> [TEXT BLOCK]:
When Lithuania regained its independence, local scholars could start analysing the issues of periodical self-publications. V. Stoniene, A. Streikus, A. Ruzgas, E. Jaseliunas, V. Vasiliauskaite, etc. carried out research in this field.

Cultural periodical self-publishing in Soviet times

The Lithuanian word savilaida (self-publishing) is a direct translation of the Russian word samizdat. Nikolai Glazkov[1] is believed to have coined this term. Lithuanian scholars use this term most often to refer to the periodical publications since the 1970s. As priest Robertas Grigas who published and disseminated underground press put it,

It [the term samizdat] came to Lithuania through Russian dissidents and their press because such self-naming was widely used there, as well as through foreign radio programmes in Russian. Russian colleagues describe self-publishing with a joke which reflects their sad reality: “Sam pišu, sam cenzuru delaju, sam rasprostraniaju, sam otsiživaju” (“I write myself, censor myself, publish myself and sit in jail myself”) (Jaseliunas 2014).

> [ENTRIES SUPPLIED]:
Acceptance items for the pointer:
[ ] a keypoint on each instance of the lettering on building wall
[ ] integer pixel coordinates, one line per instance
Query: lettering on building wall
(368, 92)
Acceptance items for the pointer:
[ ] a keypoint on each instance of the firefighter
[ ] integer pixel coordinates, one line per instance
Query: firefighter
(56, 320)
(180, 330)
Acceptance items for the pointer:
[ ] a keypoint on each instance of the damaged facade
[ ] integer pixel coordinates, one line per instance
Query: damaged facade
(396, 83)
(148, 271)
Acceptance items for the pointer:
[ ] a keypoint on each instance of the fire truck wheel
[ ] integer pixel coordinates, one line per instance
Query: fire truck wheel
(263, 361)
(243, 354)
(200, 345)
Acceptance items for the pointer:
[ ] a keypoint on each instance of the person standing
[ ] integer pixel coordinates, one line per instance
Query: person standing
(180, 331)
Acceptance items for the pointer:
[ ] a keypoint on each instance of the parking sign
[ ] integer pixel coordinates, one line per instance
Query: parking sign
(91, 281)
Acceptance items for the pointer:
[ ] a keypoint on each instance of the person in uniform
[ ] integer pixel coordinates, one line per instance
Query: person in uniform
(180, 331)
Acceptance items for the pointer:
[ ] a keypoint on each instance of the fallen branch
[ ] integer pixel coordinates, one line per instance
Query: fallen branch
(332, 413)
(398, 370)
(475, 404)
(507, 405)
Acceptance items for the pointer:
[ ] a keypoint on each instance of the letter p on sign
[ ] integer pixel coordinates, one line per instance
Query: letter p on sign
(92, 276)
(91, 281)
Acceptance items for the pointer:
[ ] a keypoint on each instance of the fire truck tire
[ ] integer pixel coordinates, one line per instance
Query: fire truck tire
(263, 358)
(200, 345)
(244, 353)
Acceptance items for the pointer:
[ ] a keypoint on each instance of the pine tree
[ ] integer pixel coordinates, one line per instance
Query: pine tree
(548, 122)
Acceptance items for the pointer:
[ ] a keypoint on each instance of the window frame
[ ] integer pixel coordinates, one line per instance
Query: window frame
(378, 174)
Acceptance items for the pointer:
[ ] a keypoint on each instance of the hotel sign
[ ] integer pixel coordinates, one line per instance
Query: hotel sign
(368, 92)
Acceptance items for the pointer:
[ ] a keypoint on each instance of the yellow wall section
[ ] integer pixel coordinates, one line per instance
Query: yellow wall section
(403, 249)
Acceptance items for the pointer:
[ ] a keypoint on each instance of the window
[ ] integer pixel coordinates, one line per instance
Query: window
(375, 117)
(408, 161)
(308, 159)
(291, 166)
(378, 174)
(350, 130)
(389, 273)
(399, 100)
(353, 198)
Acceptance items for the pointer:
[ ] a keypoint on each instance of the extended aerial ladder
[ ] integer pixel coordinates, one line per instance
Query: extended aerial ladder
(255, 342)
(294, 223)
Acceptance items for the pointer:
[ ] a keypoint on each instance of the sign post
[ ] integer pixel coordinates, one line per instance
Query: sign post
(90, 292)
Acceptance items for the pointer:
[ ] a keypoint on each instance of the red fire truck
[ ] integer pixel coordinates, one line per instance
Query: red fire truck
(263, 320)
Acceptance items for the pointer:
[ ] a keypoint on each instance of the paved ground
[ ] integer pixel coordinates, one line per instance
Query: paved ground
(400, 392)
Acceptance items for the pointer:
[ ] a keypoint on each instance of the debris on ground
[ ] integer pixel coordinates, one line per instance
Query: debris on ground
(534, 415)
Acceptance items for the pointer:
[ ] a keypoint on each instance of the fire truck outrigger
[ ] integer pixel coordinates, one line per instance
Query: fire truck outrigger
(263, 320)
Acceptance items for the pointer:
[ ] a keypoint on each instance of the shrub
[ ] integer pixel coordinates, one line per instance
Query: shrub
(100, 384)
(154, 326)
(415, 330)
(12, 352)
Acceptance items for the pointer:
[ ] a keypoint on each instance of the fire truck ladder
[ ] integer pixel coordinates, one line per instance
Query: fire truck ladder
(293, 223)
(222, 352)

* * *

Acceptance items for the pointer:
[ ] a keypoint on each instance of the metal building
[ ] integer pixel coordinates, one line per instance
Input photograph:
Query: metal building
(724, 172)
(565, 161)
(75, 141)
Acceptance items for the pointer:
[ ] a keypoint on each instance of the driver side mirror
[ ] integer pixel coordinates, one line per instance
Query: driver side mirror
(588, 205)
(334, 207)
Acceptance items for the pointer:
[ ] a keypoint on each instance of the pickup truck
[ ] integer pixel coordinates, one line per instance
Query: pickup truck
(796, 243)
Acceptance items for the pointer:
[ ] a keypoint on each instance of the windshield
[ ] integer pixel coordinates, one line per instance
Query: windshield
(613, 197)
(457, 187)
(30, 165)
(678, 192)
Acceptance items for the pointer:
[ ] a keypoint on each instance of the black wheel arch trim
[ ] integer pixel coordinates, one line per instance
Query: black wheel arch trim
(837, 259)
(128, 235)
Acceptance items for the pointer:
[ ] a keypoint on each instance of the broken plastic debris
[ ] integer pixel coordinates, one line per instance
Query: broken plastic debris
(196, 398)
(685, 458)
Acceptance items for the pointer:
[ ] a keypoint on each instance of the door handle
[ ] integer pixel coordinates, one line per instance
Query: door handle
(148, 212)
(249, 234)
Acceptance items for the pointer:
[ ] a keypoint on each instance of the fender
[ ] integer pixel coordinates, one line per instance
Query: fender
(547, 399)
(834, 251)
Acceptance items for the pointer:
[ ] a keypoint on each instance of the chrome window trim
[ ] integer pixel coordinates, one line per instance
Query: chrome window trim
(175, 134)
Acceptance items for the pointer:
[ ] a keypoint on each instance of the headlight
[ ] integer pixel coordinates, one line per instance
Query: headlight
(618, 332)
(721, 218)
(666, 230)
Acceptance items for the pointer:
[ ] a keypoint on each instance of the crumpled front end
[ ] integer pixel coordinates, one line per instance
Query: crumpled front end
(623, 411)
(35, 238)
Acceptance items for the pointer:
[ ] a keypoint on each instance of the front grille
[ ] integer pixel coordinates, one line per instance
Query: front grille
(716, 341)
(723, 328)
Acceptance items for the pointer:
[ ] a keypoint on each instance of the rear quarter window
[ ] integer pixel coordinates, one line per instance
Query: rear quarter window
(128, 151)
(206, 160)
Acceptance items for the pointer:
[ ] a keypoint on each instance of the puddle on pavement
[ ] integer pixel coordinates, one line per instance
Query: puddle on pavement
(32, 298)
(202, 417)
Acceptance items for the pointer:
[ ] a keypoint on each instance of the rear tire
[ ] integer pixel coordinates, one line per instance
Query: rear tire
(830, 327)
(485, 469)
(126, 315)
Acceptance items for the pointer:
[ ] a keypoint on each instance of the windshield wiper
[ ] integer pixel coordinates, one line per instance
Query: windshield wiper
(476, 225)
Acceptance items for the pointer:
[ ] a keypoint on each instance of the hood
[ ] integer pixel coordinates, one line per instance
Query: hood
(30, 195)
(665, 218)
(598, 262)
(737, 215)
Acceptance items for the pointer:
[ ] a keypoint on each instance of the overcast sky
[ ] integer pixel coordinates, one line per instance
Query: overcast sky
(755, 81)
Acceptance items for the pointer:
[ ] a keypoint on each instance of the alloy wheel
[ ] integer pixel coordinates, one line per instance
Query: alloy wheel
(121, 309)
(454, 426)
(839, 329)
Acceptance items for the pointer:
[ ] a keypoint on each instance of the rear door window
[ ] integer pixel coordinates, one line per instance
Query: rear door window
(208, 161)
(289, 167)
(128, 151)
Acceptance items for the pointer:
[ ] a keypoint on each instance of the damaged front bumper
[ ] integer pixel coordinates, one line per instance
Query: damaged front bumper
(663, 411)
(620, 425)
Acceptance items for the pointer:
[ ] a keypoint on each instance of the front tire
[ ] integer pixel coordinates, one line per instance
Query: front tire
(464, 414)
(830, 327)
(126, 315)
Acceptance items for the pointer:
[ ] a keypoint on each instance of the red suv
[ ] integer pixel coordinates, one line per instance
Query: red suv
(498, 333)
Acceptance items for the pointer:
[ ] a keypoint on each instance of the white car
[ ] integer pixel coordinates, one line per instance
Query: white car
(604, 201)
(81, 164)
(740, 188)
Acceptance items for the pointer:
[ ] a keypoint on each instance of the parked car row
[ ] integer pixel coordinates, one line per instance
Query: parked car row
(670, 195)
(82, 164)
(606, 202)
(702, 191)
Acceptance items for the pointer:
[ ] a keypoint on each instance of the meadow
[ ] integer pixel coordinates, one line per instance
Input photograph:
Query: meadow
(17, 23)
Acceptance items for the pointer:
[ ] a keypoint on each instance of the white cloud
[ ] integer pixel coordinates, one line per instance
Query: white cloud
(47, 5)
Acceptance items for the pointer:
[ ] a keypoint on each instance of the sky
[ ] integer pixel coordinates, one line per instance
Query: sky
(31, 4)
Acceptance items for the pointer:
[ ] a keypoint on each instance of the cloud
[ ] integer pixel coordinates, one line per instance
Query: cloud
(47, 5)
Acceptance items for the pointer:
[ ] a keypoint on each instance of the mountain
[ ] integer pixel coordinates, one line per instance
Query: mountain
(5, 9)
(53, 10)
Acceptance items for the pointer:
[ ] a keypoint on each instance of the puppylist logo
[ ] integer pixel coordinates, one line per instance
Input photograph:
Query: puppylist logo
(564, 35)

* * *

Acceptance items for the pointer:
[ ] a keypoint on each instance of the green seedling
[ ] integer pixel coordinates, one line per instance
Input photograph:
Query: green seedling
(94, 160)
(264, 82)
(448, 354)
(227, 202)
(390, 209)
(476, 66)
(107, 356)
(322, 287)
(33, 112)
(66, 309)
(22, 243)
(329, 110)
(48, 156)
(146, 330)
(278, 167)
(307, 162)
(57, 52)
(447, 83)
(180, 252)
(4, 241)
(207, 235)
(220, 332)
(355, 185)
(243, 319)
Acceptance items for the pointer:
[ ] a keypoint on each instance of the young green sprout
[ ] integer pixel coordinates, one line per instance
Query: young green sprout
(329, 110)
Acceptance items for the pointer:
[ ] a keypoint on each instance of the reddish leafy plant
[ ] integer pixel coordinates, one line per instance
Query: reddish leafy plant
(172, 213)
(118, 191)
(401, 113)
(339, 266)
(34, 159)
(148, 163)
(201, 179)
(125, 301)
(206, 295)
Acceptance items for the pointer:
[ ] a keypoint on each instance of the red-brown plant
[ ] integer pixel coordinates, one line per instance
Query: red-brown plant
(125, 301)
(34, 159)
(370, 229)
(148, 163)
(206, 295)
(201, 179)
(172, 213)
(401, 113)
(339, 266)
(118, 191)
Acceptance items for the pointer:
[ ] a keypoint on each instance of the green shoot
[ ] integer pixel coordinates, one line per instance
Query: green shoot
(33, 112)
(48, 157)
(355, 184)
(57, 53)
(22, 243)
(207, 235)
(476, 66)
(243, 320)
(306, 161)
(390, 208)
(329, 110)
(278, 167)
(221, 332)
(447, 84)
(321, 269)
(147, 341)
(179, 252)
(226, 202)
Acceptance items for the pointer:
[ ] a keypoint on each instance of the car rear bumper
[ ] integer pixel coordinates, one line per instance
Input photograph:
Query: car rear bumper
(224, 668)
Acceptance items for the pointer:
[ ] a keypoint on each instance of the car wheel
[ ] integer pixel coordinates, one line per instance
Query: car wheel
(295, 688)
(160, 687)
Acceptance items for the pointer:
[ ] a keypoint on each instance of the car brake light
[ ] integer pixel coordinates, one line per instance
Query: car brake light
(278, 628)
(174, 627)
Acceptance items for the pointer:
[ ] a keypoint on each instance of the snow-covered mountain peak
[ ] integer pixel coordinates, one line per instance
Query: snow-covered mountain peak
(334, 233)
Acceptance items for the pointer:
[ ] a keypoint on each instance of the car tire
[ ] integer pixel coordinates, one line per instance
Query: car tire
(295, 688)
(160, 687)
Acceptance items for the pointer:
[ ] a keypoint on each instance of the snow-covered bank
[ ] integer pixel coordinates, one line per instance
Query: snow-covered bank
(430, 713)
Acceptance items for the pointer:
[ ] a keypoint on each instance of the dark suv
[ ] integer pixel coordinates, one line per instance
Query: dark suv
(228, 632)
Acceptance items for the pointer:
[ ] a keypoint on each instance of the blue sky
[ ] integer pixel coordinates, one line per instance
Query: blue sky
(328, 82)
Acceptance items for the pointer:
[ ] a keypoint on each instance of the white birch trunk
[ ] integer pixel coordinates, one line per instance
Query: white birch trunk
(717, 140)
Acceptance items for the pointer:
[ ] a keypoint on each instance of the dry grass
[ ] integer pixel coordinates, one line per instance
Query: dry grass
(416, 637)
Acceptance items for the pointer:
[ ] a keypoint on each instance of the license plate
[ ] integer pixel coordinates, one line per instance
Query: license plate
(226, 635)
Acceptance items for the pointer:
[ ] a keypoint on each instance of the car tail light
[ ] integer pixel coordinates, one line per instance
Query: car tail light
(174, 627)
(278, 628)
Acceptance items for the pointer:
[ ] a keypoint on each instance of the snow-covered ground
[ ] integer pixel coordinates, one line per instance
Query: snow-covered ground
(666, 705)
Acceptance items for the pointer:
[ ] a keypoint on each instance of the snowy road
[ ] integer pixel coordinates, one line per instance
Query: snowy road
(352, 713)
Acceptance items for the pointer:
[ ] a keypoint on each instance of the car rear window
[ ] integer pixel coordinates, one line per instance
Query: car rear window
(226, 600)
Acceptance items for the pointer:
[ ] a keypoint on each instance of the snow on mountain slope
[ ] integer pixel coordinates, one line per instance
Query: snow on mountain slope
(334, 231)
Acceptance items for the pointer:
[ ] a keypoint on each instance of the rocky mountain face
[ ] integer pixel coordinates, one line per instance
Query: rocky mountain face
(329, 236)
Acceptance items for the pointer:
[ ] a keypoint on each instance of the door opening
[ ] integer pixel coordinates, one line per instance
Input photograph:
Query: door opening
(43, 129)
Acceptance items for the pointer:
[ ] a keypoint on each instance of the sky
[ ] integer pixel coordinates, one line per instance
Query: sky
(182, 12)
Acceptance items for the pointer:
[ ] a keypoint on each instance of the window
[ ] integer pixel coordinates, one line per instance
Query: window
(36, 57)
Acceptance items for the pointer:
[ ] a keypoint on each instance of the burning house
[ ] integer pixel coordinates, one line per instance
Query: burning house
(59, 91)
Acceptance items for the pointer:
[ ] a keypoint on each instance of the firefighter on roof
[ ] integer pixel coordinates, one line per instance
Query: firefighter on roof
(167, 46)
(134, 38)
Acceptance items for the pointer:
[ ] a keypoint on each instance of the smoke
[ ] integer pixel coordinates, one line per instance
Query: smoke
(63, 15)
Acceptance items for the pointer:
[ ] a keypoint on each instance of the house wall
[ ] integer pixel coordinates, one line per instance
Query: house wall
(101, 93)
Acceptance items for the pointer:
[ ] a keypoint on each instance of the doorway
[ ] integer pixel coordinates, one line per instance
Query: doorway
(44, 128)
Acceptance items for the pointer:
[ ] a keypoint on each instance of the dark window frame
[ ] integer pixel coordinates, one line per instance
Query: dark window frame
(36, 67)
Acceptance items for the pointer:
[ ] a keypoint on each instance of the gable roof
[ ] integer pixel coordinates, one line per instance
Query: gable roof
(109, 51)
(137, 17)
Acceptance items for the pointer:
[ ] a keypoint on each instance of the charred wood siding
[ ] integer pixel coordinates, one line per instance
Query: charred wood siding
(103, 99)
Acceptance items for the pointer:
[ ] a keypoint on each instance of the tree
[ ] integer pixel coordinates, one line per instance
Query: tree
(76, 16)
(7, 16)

> [REQUIREMENTS]:
**A)** Print everything in the passage on Lithuanian self-publishing from "When Lithuania regained" down to "in this field.".
**B)** Continue the passage on Soviet-era self-publishing in Lithuania from where it stops.

> [PER-TASK OUTPUTS]:
**A)**
When Lithuania regained its independence, local scholars could start analysing the issues of periodical self-publications. V. Stoniene, A. Streikus, A. Ruzgas, E. Jaseliunas, V. Vasiliauskaite, etc. carried out research in this field.

**B)**
In the mid-1980s, the concept of samizdat began to be used to refer to various types of publications issued in the Soviet Union which were not censored by state institutions and were released on personal initiative. Czech sociologist Jirina Siklova claims that “this term began to be used in other languages, became both their own and at the same time a general one, nobody translated it to other languages” (Vasiliauskaite 2006, 9). The above mentioned terms are not the only ones used to define the concept of periodical self-publishing. Other terms referring to self-publishing include anti-Soviet, forbidden, not allowed, unlicensed, uncensored, conspiracy, underground, dissident, alternative, etc.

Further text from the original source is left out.